### Data for this exercise
★ ★ ★

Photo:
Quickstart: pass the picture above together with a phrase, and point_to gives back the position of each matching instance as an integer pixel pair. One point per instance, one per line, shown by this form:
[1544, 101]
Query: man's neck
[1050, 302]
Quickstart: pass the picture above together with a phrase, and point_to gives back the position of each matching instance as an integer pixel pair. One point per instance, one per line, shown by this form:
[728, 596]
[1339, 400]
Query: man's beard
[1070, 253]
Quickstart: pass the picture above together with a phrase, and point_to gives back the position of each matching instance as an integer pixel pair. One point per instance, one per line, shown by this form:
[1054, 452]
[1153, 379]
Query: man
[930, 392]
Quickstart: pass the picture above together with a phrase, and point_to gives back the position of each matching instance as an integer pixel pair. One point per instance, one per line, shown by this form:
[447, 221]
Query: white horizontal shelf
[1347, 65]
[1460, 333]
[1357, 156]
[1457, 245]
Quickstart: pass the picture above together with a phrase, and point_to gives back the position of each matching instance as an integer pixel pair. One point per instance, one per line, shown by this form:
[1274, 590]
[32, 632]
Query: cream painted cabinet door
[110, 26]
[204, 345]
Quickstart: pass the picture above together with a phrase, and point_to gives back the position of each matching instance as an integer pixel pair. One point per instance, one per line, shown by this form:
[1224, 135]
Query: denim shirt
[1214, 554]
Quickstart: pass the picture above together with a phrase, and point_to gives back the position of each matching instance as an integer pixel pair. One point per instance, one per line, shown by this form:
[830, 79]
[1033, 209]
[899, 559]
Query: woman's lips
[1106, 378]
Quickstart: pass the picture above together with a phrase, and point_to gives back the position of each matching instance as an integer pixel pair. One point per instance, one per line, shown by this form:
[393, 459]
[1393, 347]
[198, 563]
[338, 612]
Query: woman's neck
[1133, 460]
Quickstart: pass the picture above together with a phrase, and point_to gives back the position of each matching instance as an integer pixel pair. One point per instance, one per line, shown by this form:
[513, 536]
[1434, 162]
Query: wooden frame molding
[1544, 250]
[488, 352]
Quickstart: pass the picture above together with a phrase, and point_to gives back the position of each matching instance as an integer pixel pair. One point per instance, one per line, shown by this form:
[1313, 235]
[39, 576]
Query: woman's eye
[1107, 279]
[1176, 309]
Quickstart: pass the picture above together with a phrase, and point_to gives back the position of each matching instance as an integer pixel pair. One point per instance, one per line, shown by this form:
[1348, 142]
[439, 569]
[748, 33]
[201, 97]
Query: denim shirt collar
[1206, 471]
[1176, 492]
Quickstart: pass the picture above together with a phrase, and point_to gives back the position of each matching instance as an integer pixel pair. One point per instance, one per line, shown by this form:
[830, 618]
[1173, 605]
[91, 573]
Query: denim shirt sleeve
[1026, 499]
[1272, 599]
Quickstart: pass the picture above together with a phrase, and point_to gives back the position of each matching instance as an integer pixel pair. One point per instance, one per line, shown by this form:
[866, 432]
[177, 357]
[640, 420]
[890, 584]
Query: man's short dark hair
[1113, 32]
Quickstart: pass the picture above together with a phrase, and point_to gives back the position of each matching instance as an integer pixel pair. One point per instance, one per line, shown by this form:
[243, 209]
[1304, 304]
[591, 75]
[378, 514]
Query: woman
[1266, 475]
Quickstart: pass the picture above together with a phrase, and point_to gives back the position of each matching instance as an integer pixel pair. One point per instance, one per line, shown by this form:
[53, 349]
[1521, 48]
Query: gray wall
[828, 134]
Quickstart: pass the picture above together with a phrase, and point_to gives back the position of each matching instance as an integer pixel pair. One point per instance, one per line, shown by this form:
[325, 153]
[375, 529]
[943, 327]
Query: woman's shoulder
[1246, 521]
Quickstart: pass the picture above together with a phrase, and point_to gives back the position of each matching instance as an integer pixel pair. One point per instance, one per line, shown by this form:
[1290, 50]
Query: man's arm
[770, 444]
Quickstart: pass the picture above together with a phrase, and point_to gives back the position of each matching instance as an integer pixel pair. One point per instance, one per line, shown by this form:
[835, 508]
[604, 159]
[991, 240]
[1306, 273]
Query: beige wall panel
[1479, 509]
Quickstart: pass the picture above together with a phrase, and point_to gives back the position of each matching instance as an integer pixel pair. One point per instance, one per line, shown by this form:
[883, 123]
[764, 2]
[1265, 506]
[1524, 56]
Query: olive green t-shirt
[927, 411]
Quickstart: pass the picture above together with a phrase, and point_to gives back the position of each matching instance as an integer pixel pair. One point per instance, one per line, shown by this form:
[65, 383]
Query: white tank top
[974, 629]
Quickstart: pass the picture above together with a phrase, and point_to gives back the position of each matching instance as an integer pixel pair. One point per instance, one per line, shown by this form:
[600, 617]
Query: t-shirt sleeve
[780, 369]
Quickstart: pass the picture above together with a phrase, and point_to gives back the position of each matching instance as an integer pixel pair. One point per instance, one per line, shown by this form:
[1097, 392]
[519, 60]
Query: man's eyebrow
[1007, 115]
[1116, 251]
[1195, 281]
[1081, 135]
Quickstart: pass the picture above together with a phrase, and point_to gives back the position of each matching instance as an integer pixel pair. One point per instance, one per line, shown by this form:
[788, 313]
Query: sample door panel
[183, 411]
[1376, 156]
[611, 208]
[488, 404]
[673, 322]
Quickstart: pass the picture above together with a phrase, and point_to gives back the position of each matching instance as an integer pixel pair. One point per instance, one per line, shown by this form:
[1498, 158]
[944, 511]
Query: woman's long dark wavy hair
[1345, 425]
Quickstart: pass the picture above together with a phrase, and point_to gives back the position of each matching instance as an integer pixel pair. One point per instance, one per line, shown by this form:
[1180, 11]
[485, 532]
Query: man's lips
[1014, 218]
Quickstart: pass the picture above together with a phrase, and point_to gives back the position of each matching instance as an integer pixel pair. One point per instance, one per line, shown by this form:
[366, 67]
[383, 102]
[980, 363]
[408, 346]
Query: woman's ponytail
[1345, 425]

★ ★ ★

### Problem details
Reproduce all of the entries verbatim.

### Written response
Photo:
Quickstart: pass the picture above together with a phrase, and point_to gives back the position of each matching instance as an integer pixel pair. One point per instance, one per line, shown by this form:
[1544, 101]
Query: man's neck
[1050, 302]
Quickstart: pass the picture above together with a phrase, and point_to gives back the position of each matching instance as an integer pixel pair. One point per instance, one per line, shown by this form:
[728, 596]
[1339, 400]
Query: man's beard
[1070, 253]
Quickstart: pass the picture above together with a phrase, and point_to gives back the position of each matching instance as an integer pixel pair. One point per instance, one per line, shown by this form:
[1054, 452]
[1153, 379]
Query: man
[930, 392]
Quickstart: pass the picture above together with a phrase, and point_to gives back the position of each matching instance as an integer pixel pair. One point per instance, one per line, shown by this form:
[447, 221]
Query: white horizontal shelf
[1347, 65]
[1460, 333]
[1357, 156]
[1457, 245]
Quickstart: pass the picture above together with a phrase, and point_to gives back the position of each matching instance as an integer pixel pair. One point per instance, one per line, shown by this form:
[1274, 590]
[32, 632]
Query: cream painted cabinet door
[110, 26]
[204, 345]
Quickstart: pass the picture above together with a phrase, and point_to gives back the position of each matching instance as an integer pixel pair. One point per instance, one per line, shown by this form:
[1224, 135]
Query: denim shirt
[1214, 554]
Quickstart: pass the picture above together with a phrase, and point_to gives back the position of each matching instance as an integer pixel pair. One point per instance, one per line, shown by this form:
[830, 79]
[1033, 209]
[899, 559]
Query: woman's lips
[1106, 378]
Quickstart: pass the picture above together with a phrase, and point_to gives back the position of each matching instance as an integer pixel pair. One point per instance, one per line, shown by this form:
[393, 459]
[1393, 347]
[198, 563]
[338, 612]
Query: woman's neck
[1133, 460]
Quickstart: pass the picture above together with a phrase, and point_to gives back the position of each matching instance as an integer pixel pair. One point per instance, one per line, shown by this form:
[513, 536]
[1434, 162]
Query: wooden frame molding
[1544, 250]
[488, 352]
Quickstart: pass the picture above together with a phrase, and point_to gives back the position of each matching instance as an integer pixel pair. One point per instance, one per line, shown by this form:
[1313, 235]
[39, 576]
Query: woman's eye
[1107, 279]
[1176, 309]
Quickstart: pass the picture above together with a phrase, and point_to gives back the position of each matching instance as an integer pixel pair. One point per instance, one per line, shown by this form:
[1348, 142]
[439, 569]
[748, 33]
[201, 97]
Query: denim shirt collar
[1206, 471]
[1176, 492]
Quickstart: pass the picture above together with a phrase, and point_to gives back the position of each matching instance as an integer pixel pair. One point per instance, one per line, shown by this form:
[830, 618]
[1173, 605]
[91, 573]
Query: denim shirt sleeve
[1026, 499]
[1272, 599]
Quickstart: pass the picture above together with a phrase, and point_to gives back the position of each matching instance as an integer pixel pair. One point per instance, one per line, shown by this form:
[866, 432]
[177, 357]
[640, 420]
[890, 584]
Query: man's short dark hair
[1113, 32]
Quickstart: pass the picture above together with a phrase, and point_to gives back the position of each matching instance as an integer pixel pair. One point per instance, one per line, shown by this form:
[243, 209]
[1304, 304]
[591, 75]
[378, 514]
Query: woman
[1266, 475]
Quickstart: pass the picture above together with a phrase, and point_to gives back the position of each matching instance as an integer pixel pair. One point per instance, one per line, shown by this form:
[53, 349]
[1521, 48]
Query: gray wall
[828, 134]
Quickstart: pass the picture above together with a phrase, and point_to gives back the position of each matching instance as an integer pixel pair. One point per instance, one per line, shown by this form:
[325, 153]
[375, 529]
[943, 327]
Query: woman's shoulder
[1246, 521]
Quickstart: pass the picture above together with a phrase, and point_to gives back the position of each matching instance as an integer pixel pair. One point per instance, one per line, shown by this form:
[1290, 50]
Query: man's arm
[770, 444]
Quickstart: pass the picture above together with a phrase, and point_to gives back the position of each matching instance as an integer pixel pair. One point per instance, one per line, shown by this form:
[835, 508]
[604, 159]
[991, 240]
[1306, 273]
Query: beige wall panel
[1479, 509]
Quickstart: pass the picture above together with a phrase, and point_to gives back the position of each matching instance as an integer pixel pair. One point per instance, one per line, shown by this form:
[883, 123]
[764, 2]
[1265, 506]
[1524, 56]
Query: olive green t-shirt
[927, 411]
Quickstart: pass the picture above together with a phrase, and point_to gives back the position of each matching instance as an integer pixel pair. One point per instance, one per line, shown by this form:
[65, 383]
Query: white tank top
[974, 629]
Quickstart: pass the picture above together with a phrase, and point_to gives back the position of each matching instance as an integer pixel pair. One point per instance, one per line, shown by this form:
[600, 617]
Query: t-shirt sleeve
[780, 369]
Quickstart: pass the picture above together with a phrase, and point_to gives back the position of each matching instance as an integer pixel pair. One point per instance, one per line, shown by this form:
[1097, 392]
[519, 60]
Query: man's eyebrow
[1007, 115]
[1116, 251]
[1195, 281]
[1081, 135]
Quickstart: pass the picture above together with a phrase, and point_to gives back the position of each matching instance as an integer pixel pair. One point per instance, one per line, shown by this form:
[788, 313]
Query: sample door panel
[183, 411]
[1376, 156]
[611, 208]
[488, 404]
[673, 322]
Quickstart: pass the picture above together with a phrase, and point_to gives back the position of each matching instance as an integer pixel pair. One point per instance, one per line, shown by this form:
[1498, 158]
[944, 511]
Query: woman's long dark wavy hair
[1345, 425]
Quickstart: pass the picture above together with a phrase, and point_to gives back the position of each matching instance as an integer pixel pair. One point per instance, one per line, shown by this form:
[1180, 11]
[485, 532]
Query: man's lips
[1014, 218]
Quickstart: pass the picture above together with a phrase, and point_to gives back the position of each matching instance as an integer pixel pair. One point per instance, one per line, shown by this form:
[366, 67]
[383, 102]
[980, 363]
[408, 346]
Query: woman's ponytail
[1345, 425]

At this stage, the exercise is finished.